**GIVEN TASK:** Please copy the rows from the line with "In this picture, where can the shallow" through the end of the rows, switching "gravel" to "pebble" and changing nothing else.

Items from a data source:

╔══

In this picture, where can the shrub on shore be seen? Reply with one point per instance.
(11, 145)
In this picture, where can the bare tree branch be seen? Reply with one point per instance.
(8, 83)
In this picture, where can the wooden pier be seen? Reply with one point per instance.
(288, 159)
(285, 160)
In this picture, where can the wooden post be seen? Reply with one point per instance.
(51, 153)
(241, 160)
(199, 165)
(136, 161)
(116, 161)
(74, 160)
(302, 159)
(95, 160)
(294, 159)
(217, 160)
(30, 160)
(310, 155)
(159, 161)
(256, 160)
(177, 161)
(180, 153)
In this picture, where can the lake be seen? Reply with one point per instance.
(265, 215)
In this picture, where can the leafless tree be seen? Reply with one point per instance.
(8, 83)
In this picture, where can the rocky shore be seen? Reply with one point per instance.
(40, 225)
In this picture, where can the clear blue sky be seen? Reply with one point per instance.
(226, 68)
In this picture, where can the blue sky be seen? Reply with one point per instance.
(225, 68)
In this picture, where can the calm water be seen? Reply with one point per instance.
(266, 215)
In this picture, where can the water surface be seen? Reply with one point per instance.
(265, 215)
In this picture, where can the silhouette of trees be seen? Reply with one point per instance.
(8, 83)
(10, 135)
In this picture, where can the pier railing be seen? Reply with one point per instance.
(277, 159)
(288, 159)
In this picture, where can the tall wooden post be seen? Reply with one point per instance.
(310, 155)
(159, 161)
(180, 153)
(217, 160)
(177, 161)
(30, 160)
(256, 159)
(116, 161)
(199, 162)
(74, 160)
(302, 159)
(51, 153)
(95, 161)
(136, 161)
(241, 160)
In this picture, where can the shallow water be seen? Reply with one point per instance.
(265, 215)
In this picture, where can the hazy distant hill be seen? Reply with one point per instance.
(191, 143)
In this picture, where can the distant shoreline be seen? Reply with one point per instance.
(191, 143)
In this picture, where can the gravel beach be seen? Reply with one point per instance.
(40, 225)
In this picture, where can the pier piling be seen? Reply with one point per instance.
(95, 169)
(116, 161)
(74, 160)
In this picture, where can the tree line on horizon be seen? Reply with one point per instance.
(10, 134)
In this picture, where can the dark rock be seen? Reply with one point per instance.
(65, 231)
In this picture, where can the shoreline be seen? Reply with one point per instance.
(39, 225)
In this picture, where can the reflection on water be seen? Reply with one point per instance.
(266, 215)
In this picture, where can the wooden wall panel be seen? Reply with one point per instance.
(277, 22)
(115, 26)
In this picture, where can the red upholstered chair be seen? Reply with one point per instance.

╚══

**EXERCISE SOLUTION:**
In this picture, where can the shallow water be seen? Reply with one point per instance.
(265, 215)
In this picture, where can the hazy distant hill be seen? Reply with one point per instance.
(191, 143)
In this picture, where can the distant shoreline be seen? Reply with one point per instance.
(191, 143)
In this picture, where can the pebble beach be seen? Reply with one point per instance.
(40, 225)
In this picture, where can the pier piling be seen? Reply with one point per instance.
(95, 169)
(116, 161)
(74, 160)
In this picture, where can the tree line on horizon be seen? Reply with one point per instance.
(10, 134)
In this picture, where can the dark rock be seen? Reply with one point per instance.
(65, 231)
In this picture, where can the shoreline be seen? Reply with one point per instance.
(39, 225)
In this picture, where can the reflection on water be seen? Reply with one point per instance.
(266, 215)
In this picture, where can the wooden wall panel be seen? Reply with one point per instance.
(277, 22)
(115, 26)
In this picture, where can the red upholstered chair be seen? Reply with one point per instance.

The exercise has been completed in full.